(Lines of data)
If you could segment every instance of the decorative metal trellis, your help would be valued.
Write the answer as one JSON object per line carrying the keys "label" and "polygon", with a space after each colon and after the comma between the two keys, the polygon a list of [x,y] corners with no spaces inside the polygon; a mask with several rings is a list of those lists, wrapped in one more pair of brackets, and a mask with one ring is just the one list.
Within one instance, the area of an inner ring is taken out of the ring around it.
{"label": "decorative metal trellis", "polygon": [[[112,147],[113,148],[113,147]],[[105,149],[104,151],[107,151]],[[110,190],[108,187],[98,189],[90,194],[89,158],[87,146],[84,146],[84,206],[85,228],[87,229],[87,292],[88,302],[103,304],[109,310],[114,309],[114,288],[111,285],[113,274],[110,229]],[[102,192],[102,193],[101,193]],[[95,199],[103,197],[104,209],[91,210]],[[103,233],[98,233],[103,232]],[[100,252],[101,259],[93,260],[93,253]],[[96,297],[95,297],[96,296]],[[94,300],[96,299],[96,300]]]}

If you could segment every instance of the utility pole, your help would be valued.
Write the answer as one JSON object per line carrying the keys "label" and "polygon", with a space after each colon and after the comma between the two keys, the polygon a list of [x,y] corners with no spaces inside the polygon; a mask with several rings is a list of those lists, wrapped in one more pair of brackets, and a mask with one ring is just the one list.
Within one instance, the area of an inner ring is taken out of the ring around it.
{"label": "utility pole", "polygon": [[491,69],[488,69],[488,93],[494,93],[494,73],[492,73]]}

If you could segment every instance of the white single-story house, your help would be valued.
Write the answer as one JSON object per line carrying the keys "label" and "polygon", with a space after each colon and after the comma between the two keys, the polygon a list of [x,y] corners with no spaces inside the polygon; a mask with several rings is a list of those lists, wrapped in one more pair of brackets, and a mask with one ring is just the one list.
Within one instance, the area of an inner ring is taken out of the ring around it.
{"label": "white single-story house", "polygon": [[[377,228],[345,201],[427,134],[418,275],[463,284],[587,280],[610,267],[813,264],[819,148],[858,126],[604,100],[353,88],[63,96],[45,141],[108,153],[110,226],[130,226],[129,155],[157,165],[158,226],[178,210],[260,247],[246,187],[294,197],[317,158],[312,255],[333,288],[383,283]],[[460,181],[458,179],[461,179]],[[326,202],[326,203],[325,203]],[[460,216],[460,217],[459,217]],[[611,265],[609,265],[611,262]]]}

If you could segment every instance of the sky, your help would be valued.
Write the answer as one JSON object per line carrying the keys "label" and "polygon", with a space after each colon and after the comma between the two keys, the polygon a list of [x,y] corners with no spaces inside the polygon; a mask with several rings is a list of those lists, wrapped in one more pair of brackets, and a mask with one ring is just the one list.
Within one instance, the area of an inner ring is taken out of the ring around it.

The exercise | Write out the lines of the data from the one containing "If you could segment every instance of the sky, your" through the end of the data, inclusive, copying each character exactly.

Result of this exercise |
If you could segment every instance of the sky, your help would be valued.
Write the answer as one JSON object per line carrying the keys "label" and "polygon", with a space after each colon and after the comma between the two keys, the polygon a list of [x,y] corners with no spaces inside the polygon; a mask with several rings is a list of those lists, wrapped in one more pair of brackets, and a mask with one ring is just the one list.
Within one instance, the area of an inner ring is taken out of the ring around it.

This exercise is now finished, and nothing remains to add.